◆ WHAT THE TASK ASKS
Locate each line in the entries below that contains the string "query", matching case, and copy those lines.

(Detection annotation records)
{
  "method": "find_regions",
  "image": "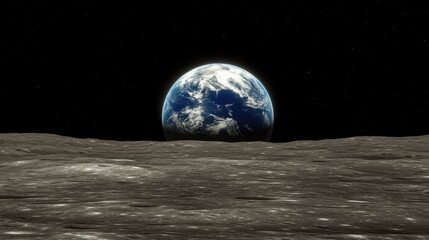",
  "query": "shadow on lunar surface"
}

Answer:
[0,134,429,239]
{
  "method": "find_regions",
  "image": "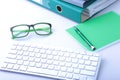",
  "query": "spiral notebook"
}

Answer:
[67,11,120,50]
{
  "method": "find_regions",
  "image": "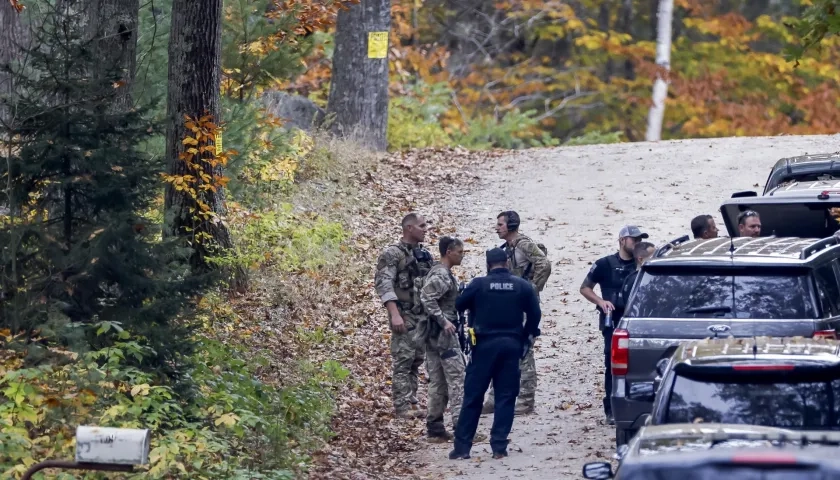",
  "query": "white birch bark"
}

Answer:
[645,0,674,142]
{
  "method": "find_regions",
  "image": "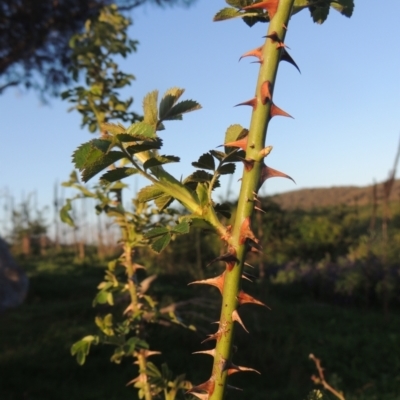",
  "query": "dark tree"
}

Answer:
[0,0,195,94]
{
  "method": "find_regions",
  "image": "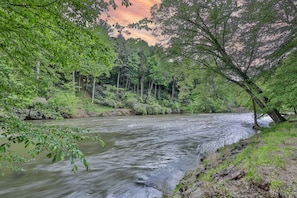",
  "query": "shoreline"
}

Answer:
[170,122,297,198]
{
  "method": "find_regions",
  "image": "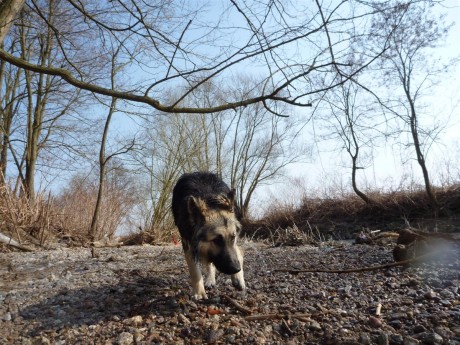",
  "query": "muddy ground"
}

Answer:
[0,242,460,344]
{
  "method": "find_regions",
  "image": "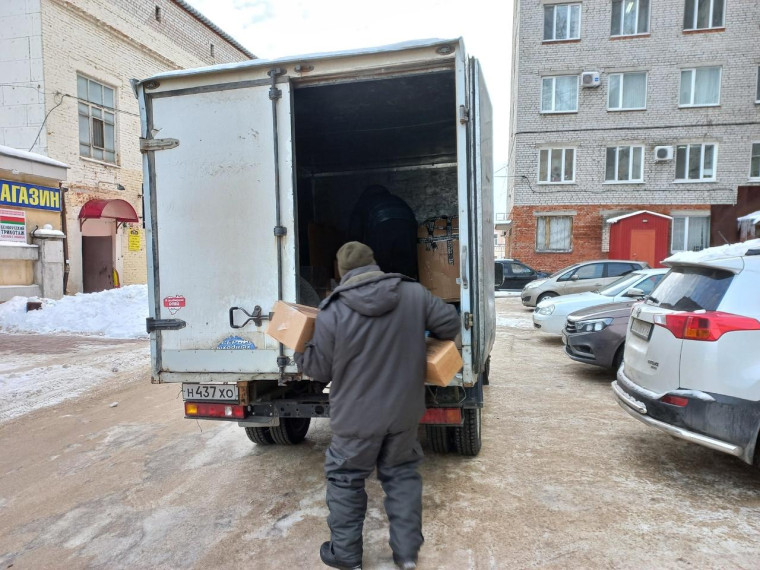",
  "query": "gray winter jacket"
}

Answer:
[299,265,460,437]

◆ ANSWER FOR THIS EXERCISE
  "query": "shadow on lunar surface"
  "query": "spiral notebook"
  "query": "white birch bark"
  "query": "dark tree"
  "query": "shoreline"
  "query": "muddy ground"
  "query": "gray winter jacket"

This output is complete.